(Records of labeled points)
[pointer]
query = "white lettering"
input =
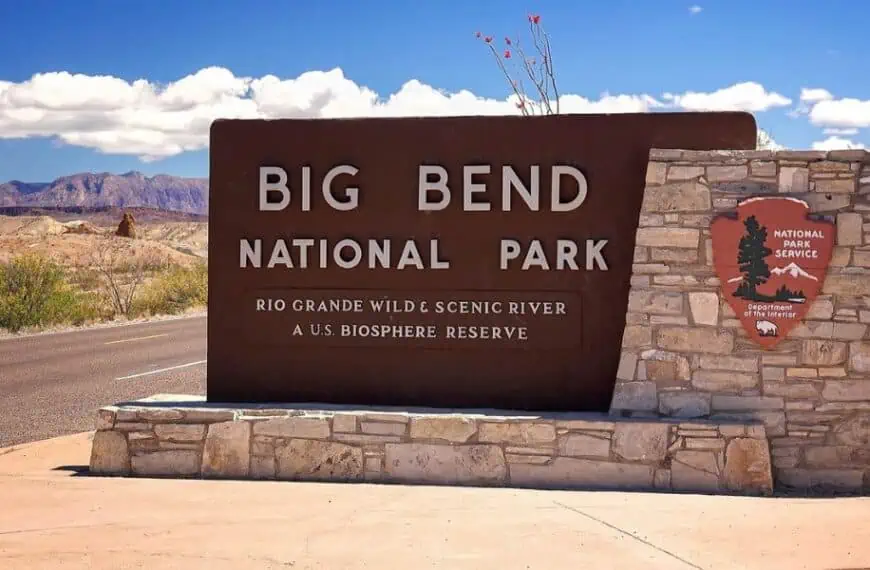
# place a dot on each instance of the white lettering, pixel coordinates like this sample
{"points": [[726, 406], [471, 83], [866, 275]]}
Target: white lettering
{"points": [[425, 186], [555, 197], [470, 187], [279, 186], [510, 179], [351, 192]]}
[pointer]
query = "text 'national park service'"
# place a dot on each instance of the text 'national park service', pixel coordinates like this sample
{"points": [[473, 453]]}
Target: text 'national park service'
{"points": [[434, 193]]}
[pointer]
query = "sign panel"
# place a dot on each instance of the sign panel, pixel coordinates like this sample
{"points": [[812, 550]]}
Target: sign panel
{"points": [[448, 262], [771, 260]]}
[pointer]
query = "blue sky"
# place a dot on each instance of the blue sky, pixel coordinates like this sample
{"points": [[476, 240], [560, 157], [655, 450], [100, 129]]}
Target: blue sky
{"points": [[62, 124]]}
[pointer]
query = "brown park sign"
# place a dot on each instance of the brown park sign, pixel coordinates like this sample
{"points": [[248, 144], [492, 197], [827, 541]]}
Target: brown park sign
{"points": [[448, 262], [771, 260]]}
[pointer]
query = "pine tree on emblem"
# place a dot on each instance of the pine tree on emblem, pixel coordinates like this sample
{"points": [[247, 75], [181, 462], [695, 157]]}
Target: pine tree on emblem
{"points": [[750, 259]]}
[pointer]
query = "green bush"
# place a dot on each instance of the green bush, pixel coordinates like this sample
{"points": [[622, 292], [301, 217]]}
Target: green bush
{"points": [[34, 292], [173, 291]]}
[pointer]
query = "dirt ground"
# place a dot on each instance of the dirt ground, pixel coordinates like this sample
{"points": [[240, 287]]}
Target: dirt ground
{"points": [[71, 242], [55, 515]]}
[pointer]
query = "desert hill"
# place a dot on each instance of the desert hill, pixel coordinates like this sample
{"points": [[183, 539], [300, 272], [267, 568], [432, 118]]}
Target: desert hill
{"points": [[105, 191]]}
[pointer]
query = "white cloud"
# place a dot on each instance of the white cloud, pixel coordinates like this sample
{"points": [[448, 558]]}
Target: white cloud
{"points": [[842, 132], [746, 96], [154, 121], [836, 143], [815, 94], [841, 113]]}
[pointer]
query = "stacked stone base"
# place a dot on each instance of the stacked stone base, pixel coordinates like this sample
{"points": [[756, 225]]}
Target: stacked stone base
{"points": [[185, 437]]}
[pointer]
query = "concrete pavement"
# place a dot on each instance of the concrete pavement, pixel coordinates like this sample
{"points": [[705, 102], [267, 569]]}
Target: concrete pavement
{"points": [[53, 384], [51, 518]]}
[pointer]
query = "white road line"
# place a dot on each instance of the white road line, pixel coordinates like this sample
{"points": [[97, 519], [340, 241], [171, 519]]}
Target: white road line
{"points": [[162, 370], [137, 338]]}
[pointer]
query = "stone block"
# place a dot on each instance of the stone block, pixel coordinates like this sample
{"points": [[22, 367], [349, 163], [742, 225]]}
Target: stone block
{"points": [[110, 454], [732, 363], [813, 329], [801, 372], [682, 256], [149, 414], [849, 229], [344, 423], [727, 173], [641, 441], [830, 166], [769, 373], [859, 359], [180, 432], [530, 459], [567, 472], [854, 432], [846, 390], [517, 433], [584, 445], [227, 449], [747, 466], [382, 428], [836, 186], [635, 396], [721, 381], [668, 237], [847, 284], [823, 352], [840, 257], [262, 467], [763, 168], [655, 172], [106, 418], [774, 420], [684, 404], [655, 302], [446, 464], [704, 307], [693, 470], [799, 390], [306, 459], [849, 331], [366, 438], [456, 429], [692, 339], [636, 336], [794, 179], [685, 172], [177, 463], [686, 196], [844, 479], [741, 403], [294, 427]]}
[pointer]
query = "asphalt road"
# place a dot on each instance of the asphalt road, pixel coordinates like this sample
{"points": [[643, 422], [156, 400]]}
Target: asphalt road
{"points": [[53, 384]]}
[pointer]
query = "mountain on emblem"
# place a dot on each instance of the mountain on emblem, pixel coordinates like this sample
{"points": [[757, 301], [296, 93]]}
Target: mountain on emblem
{"points": [[771, 260]]}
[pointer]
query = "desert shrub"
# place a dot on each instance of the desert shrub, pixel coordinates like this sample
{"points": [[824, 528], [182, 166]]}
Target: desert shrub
{"points": [[174, 290], [34, 292]]}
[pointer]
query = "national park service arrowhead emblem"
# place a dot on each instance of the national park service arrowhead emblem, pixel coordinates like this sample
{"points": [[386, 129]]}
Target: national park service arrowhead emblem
{"points": [[771, 261]]}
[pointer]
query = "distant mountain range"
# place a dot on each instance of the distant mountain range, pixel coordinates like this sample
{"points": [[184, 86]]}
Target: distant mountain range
{"points": [[101, 190]]}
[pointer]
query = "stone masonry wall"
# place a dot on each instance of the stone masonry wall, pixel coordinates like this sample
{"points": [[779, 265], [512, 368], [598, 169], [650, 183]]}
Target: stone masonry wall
{"points": [[686, 355], [591, 451]]}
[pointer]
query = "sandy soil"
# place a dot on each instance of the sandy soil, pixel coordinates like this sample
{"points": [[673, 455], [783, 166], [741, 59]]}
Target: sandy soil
{"points": [[70, 242]]}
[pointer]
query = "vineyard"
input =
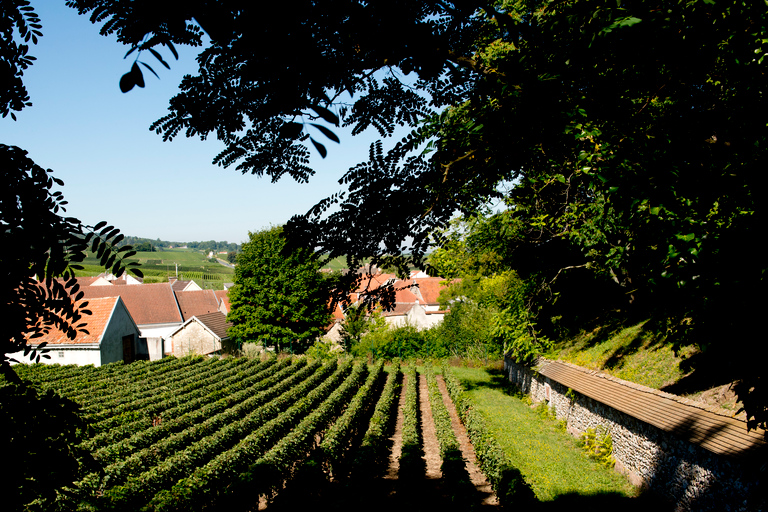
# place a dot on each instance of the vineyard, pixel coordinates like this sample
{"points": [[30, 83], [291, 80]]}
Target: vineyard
{"points": [[194, 433]]}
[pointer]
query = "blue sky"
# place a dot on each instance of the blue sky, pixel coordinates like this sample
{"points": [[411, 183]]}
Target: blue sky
{"points": [[97, 140]]}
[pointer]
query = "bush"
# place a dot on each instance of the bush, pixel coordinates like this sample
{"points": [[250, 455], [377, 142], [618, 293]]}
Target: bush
{"points": [[252, 350], [41, 446]]}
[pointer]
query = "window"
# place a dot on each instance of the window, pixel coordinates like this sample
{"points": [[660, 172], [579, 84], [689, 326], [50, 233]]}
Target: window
{"points": [[128, 354]]}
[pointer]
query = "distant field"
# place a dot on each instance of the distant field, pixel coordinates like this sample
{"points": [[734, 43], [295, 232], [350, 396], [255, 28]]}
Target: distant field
{"points": [[158, 266]]}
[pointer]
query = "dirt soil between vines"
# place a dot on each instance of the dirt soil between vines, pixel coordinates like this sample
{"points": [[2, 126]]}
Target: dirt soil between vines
{"points": [[390, 493]]}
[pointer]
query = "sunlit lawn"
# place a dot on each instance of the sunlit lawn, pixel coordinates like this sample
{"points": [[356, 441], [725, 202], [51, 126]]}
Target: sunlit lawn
{"points": [[549, 458]]}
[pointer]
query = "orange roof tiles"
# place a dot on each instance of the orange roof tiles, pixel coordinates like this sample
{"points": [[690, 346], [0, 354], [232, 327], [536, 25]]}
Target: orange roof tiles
{"points": [[223, 295], [147, 303], [715, 432], [216, 322], [197, 302], [96, 324]]}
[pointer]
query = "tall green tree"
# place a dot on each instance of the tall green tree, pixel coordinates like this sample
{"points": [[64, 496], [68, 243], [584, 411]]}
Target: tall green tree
{"points": [[634, 134], [40, 243], [279, 298]]}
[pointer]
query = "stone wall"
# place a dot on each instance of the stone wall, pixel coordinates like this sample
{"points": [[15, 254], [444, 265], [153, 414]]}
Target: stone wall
{"points": [[194, 339], [686, 474]]}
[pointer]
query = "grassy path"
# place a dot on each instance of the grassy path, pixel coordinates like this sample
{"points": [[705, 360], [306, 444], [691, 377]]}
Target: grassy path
{"points": [[548, 458]]}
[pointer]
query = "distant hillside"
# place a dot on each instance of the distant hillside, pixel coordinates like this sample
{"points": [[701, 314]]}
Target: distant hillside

### Set problem
Which lines above contain the string "sunlit"? Collect each one, treating uppercase and lowercase as different.

### The output
query = "sunlit lawn"
# place a dot on each instance of the sunlit lawn, pixel coordinates like this sample
Target: sunlit lawn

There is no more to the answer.